■ What is asked ■
Please present the lines below as a numbered list, skipping any blank lines and leaving out the pictures.

■ Dataset records on object locations ■

○ ○ ○ ○ ○

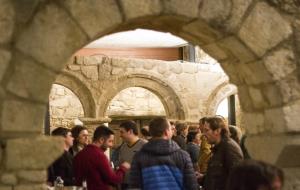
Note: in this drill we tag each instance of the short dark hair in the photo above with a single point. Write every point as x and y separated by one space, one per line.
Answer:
202 120
145 132
75 133
129 125
191 136
60 131
158 126
180 127
102 132
216 123
251 174
76 130
234 133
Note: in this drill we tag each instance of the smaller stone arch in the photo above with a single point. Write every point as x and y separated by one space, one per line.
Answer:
220 93
173 106
80 90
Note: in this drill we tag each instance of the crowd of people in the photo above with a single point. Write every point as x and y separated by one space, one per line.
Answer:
167 155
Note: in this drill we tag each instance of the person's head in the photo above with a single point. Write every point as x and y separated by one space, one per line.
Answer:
160 128
215 130
255 175
66 134
194 136
172 123
145 132
81 135
234 133
201 123
103 137
182 129
128 130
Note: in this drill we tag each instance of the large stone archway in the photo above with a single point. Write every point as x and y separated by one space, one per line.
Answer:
80 90
255 42
173 107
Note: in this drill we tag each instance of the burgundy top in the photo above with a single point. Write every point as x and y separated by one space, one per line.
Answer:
92 165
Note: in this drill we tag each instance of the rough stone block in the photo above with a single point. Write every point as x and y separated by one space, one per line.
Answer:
50 23
7 20
140 8
8 179
231 70
245 99
216 52
35 176
31 187
202 31
94 17
280 63
32 153
289 87
149 65
175 68
18 116
190 68
74 67
238 10
238 49
24 78
246 72
162 68
275 122
291 114
254 122
215 12
90 72
5 57
92 60
264 28
272 94
188 8
258 100
266 147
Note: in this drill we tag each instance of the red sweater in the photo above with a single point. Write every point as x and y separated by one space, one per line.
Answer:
92 165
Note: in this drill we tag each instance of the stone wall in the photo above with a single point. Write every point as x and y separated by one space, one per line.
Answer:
64 107
256 42
135 101
184 88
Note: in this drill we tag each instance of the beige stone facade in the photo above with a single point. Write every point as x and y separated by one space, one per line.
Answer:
256 43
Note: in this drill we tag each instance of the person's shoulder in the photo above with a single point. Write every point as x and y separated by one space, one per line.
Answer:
142 141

○ ○ ○ ○ ○

■ Response to this task ■
1. Note: in this drill we tag each instance of the short dark hair in the photo above with a single point. Write every point as x and y separated by one space, one per line.
2. Answer:
3. 202 120
4. 145 132
5. 75 133
6. 129 125
7. 191 136
8. 60 131
9. 158 126
10. 180 127
11. 102 132
12. 216 123
13. 251 174
14. 76 130
15. 234 133
16. Note: in this drill we tag each instance of the smaller stone arch in the photo above with a single point. Write every point as x and y separated by one space, one per line.
17. Answer:
18. 220 93
19. 173 106
20. 80 90
21. Note: in this drill we tag each instance of the crowd of people in the photo above with a single point. Write every point as x and y separated by one space, one per line.
22. Answer:
23. 167 155
24. Note: in this drill we tag each instance of the person's head in the photo above with a single point. Write every point as x and y separated by one space, one per line.
25. Answer:
26. 160 128
27. 215 130
28. 255 175
29. 66 134
30. 194 136
31. 172 123
32. 145 132
33. 81 135
34. 234 133
35. 201 123
36. 103 137
37. 182 129
38. 128 130
39. Note: in this drill we tag each instance of the large stone archway in the photo above with a single point. Write every point as x and y separated by one space, one per line.
40. Answer:
41. 80 90
42. 255 42
43. 173 107
44. Note: in this drill we tag each instance of the burgundy top in the photo above with a single point. Write every point as x and y separated by one space, one per line.
45. Answer:
46. 92 165
47. Note: in this drill we tag each instance of the rough stone block in the photo above with a single point. Write every point as x and y separated by one space, one per line.
48. Answer:
49. 50 23
50. 7 20
51. 140 8
52. 8 179
53. 231 70
54. 245 99
55. 216 52
56. 35 176
57. 31 187
58. 202 31
59. 94 17
60. 280 63
61. 32 153
62. 289 87
63. 149 65
64. 175 68
65. 18 116
66. 190 68
67. 74 67
68. 238 10
69. 238 49
70. 24 78
71. 246 72
72. 162 68
73. 275 122
74. 291 114
75. 254 122
76. 215 12
77. 90 72
78. 5 57
79. 92 60
80. 264 28
81. 272 94
82. 188 8
83. 258 100
84. 266 147
85. Note: in this drill we tag each instance of the red sweater in the photo above with a single point. Write every point as x and y separated by one space, one per line.
86. Answer:
87. 92 165
88. Note: in this drill we tag each instance of the stone wall in the photo above with a single point. Write every point as x and y separated by one space, one per line.
89. Answer:
90. 64 107
91. 256 42
92. 135 101
93. 184 88
94. Note: in this drill we tag each instance of the beige stone facade in the photo above with a single point. Write every point as x and y separated by one space, one per line.
95. Answer:
96. 256 43
97. Note: in this drill we tag each instance of the person's shoulder in the photo above with a single point. Write every point as x and y separated by one space, one per line.
98. Answer:
99. 142 141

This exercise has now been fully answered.